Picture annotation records
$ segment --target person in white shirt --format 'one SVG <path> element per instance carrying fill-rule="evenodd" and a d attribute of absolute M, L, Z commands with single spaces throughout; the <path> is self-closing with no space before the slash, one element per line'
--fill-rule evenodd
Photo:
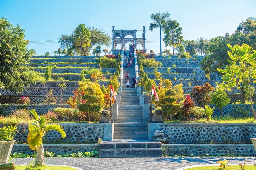
<path fill-rule="evenodd" d="M 130 85 L 130 83 L 129 83 L 129 80 L 127 80 L 127 83 L 126 83 L 126 85 L 127 86 L 127 88 L 129 88 L 129 86 Z"/>

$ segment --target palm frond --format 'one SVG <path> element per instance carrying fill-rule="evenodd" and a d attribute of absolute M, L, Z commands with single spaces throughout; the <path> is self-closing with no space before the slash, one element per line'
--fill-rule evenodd
<path fill-rule="evenodd" d="M 63 138 L 66 137 L 66 133 L 62 126 L 57 123 L 47 124 L 46 125 L 44 131 L 47 132 L 50 130 L 55 130 L 59 132 Z"/>

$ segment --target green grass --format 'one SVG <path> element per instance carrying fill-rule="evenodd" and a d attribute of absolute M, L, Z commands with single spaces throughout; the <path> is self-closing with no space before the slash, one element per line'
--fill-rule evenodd
<path fill-rule="evenodd" d="M 15 170 L 25 170 L 27 168 L 26 166 L 15 166 Z M 76 169 L 70 167 L 64 166 L 42 166 L 38 168 L 34 168 L 33 170 L 75 170 Z"/>
<path fill-rule="evenodd" d="M 192 168 L 185 169 L 186 170 L 220 170 L 221 169 L 218 166 L 202 166 L 201 167 Z M 228 170 L 241 170 L 241 167 L 239 165 L 231 165 L 229 167 L 226 168 Z M 246 165 L 246 170 L 255 170 L 256 167 L 254 165 Z"/>
<path fill-rule="evenodd" d="M 244 118 L 233 118 L 226 116 L 223 117 L 216 117 L 208 121 L 204 118 L 201 118 L 194 121 L 172 120 L 166 121 L 165 123 L 256 123 L 254 120 L 253 117 Z"/>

● EXERCISE INSTRUCTIONS: Leave out the pictures and repeat everything else in the records exactly.

● ANSWER:
$ segment --target person in white shirt --format 'one SVG <path> element per instance carrying fill-rule="evenodd" and a d attribute of absolute M, L, Z commands with single spaces throughout; the <path> is self-closing with no space before the slash, one element per line'
--fill-rule evenodd
Photo:
<path fill-rule="evenodd" d="M 130 85 L 130 83 L 129 83 L 129 80 L 127 80 L 127 83 L 126 83 L 126 85 L 127 86 L 127 88 L 129 88 L 129 86 Z"/>

$ segment --target palm frond --format 'one SVG <path> element per instance carrying fill-rule="evenodd" and a d attribute of absolute M, L, Z commands with single spaces throughout; the <path> is self-closing with no space before the slash, one element per line'
--fill-rule evenodd
<path fill-rule="evenodd" d="M 63 138 L 66 137 L 66 133 L 62 126 L 57 123 L 47 124 L 46 125 L 44 131 L 47 132 L 50 130 L 55 130 L 59 132 Z"/>

$ segment --target green grass --format 'one SVG <path> element per instance carrying fill-rule="evenodd" and a d attribute of absolute M, L, Z commands with single spaces throughout; the <path> is self-closing with no space before the slash, one element per line'
--fill-rule evenodd
<path fill-rule="evenodd" d="M 15 170 L 25 170 L 27 168 L 26 166 L 15 166 Z M 76 169 L 70 167 L 64 166 L 42 166 L 38 168 L 34 168 L 33 170 L 75 170 Z"/>
<path fill-rule="evenodd" d="M 192 168 L 185 169 L 186 170 L 220 170 L 221 169 L 218 166 L 202 166 L 201 167 Z M 228 170 L 241 170 L 241 167 L 239 165 L 231 165 L 229 167 L 226 168 Z M 246 165 L 246 170 L 255 170 L 256 167 L 254 165 Z"/>
<path fill-rule="evenodd" d="M 244 118 L 233 118 L 226 116 L 223 117 L 216 117 L 208 121 L 204 118 L 201 118 L 194 121 L 172 120 L 166 121 L 165 123 L 256 123 L 254 120 L 253 117 Z"/>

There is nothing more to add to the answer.